List each line of the data below that contains the word "window".

=== Data supplied ===

[START]

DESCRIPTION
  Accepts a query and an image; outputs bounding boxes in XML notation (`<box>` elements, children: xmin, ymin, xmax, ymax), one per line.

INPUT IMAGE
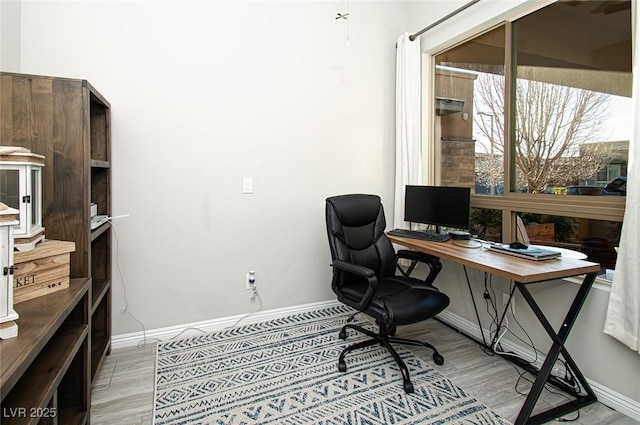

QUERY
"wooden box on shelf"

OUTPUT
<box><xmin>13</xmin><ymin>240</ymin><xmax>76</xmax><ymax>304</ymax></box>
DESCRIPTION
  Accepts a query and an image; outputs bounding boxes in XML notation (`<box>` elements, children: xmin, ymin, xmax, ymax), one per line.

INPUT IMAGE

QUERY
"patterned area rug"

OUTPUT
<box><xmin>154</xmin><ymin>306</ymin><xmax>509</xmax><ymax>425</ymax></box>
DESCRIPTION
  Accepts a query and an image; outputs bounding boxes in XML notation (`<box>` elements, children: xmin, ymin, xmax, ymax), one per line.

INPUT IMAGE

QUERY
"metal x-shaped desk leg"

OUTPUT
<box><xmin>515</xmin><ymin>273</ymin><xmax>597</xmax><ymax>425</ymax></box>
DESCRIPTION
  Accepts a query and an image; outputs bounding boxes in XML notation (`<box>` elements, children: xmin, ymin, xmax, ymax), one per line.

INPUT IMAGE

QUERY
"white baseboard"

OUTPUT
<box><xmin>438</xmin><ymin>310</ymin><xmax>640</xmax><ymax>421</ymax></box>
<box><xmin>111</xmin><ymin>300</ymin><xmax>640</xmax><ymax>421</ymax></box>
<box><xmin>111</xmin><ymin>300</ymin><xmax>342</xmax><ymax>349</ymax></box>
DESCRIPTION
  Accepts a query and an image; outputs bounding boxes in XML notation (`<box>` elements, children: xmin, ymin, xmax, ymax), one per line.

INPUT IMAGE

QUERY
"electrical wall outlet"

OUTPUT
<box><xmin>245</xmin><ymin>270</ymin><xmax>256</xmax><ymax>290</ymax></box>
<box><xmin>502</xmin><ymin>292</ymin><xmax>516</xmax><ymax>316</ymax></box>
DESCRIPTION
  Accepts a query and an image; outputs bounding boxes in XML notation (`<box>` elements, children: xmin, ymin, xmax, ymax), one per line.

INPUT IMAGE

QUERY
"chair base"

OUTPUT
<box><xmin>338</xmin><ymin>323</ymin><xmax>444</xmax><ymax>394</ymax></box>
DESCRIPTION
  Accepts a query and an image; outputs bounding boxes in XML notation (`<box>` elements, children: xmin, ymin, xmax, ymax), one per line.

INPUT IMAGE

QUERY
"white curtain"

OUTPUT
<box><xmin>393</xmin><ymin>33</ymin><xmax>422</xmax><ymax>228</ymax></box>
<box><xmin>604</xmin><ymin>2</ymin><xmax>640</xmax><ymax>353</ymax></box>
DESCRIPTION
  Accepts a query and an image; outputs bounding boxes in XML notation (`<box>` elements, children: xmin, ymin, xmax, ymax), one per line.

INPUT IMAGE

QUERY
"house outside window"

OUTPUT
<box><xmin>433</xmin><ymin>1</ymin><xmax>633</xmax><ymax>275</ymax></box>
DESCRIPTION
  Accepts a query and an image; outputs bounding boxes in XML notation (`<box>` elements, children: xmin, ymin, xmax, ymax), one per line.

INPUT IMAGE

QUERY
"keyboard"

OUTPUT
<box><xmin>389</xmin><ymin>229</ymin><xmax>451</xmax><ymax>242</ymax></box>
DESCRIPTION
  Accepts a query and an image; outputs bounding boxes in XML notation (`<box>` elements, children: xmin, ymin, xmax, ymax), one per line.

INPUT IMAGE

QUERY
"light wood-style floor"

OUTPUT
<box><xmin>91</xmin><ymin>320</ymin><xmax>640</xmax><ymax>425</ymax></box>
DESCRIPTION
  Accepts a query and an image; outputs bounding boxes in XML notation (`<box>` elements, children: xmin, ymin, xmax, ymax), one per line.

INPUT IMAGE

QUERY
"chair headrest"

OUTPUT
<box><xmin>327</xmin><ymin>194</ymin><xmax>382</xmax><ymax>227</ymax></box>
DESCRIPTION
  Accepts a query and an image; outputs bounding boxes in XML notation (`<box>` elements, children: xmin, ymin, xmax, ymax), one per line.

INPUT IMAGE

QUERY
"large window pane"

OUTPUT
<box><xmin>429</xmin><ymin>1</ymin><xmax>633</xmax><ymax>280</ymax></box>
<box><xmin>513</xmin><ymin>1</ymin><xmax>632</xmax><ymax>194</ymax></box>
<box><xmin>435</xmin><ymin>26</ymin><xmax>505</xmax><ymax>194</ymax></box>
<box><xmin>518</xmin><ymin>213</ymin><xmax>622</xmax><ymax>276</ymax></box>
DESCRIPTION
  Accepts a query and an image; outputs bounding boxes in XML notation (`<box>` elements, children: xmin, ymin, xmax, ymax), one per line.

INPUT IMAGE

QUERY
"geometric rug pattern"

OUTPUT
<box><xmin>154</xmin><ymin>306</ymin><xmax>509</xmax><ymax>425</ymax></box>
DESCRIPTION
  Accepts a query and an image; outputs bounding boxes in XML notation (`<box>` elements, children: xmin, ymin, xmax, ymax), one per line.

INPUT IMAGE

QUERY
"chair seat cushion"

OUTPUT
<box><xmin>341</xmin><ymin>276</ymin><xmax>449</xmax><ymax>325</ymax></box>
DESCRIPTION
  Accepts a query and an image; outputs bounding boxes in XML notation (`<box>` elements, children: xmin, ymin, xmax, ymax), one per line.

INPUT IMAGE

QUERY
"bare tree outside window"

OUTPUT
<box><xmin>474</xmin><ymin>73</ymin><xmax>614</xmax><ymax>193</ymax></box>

[END]

=== Finished answer ===
"house outside window"
"large window pane"
"bare tree outside window"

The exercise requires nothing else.